** WRITTEN REQUEST **
Swap "canyon" for "gorge" everywhere it occurs in the entries below, and reproduce the lines with everything else left unchanged.
..............................
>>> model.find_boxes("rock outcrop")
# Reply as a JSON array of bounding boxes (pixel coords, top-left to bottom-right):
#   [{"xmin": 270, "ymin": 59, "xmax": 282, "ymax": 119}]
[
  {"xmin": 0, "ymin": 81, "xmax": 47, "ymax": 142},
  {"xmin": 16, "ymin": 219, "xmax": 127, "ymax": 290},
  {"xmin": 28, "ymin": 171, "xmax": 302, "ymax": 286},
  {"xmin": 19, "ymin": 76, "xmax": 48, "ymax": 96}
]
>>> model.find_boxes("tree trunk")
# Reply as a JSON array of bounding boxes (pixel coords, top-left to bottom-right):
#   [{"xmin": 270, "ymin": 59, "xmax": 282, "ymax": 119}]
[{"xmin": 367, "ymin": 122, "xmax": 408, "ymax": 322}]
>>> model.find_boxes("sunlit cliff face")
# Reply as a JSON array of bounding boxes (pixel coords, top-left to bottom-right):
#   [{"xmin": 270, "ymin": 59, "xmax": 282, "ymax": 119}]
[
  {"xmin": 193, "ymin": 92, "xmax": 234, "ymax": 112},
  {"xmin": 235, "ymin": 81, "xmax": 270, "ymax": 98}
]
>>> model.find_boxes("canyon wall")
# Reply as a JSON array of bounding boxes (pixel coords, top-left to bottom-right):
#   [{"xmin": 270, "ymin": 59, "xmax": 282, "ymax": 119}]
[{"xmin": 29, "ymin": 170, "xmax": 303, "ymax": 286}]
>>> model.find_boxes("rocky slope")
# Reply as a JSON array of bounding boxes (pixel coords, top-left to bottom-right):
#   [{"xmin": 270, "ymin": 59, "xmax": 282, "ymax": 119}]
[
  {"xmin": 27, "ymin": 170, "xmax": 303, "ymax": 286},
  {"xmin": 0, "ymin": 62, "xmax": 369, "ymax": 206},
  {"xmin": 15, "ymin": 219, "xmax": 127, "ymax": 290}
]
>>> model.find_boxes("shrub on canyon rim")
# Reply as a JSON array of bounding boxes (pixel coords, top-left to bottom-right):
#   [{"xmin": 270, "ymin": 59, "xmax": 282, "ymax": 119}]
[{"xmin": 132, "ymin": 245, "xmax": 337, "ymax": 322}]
..............................
** WORKED ANSWER **
>>> model.find_boxes("rock outcrop")
# Reply as a JSON array of bounding boxes (pixel coords, top-left to bottom-right):
#   [{"xmin": 270, "ymin": 59, "xmax": 282, "ymax": 119}]
[
  {"xmin": 0, "ymin": 81, "xmax": 47, "ymax": 142},
  {"xmin": 16, "ymin": 219, "xmax": 127, "ymax": 290},
  {"xmin": 28, "ymin": 171, "xmax": 302, "ymax": 286},
  {"xmin": 19, "ymin": 76, "xmax": 48, "ymax": 96}
]
>>> model.find_boxes("tree trunk")
# Reply as a JSON array of bounding boxes (pixel coords, top-left to bottom-right):
#   [{"xmin": 270, "ymin": 59, "xmax": 282, "ymax": 119}]
[{"xmin": 367, "ymin": 122, "xmax": 408, "ymax": 322}]
>>> model.find_boxes("sunlit cliff face")
# Reply as a JSON array of bounding boxes (pixel coords, top-left to bottom-right):
#   [{"xmin": 270, "ymin": 59, "xmax": 282, "ymax": 119}]
[
  {"xmin": 193, "ymin": 92, "xmax": 234, "ymax": 112},
  {"xmin": 235, "ymin": 81, "xmax": 270, "ymax": 98}
]
>>> model.find_boxes("gorge wall")
# Reply as a JSON array of bounding boxes (pixel coords, top-left to bottom-right):
#   [{"xmin": 270, "ymin": 59, "xmax": 282, "ymax": 119}]
[{"xmin": 29, "ymin": 170, "xmax": 303, "ymax": 286}]
>>> model.find_boxes("rocky slope")
# Reply as a JSON array of bounding boxes (pixel coords, top-left to bottom-right):
#   [{"xmin": 270, "ymin": 59, "xmax": 282, "ymax": 119}]
[
  {"xmin": 27, "ymin": 170, "xmax": 303, "ymax": 286},
  {"xmin": 0, "ymin": 62, "xmax": 369, "ymax": 206},
  {"xmin": 15, "ymin": 219, "xmax": 127, "ymax": 290}
]
>>> model.find_boxes("shrub on gorge rim")
# Reply as a JSON array of bounding boxes (pixel coords, top-left to bottom-right):
#   [{"xmin": 270, "ymin": 59, "xmax": 282, "ymax": 119}]
[{"xmin": 132, "ymin": 245, "xmax": 337, "ymax": 322}]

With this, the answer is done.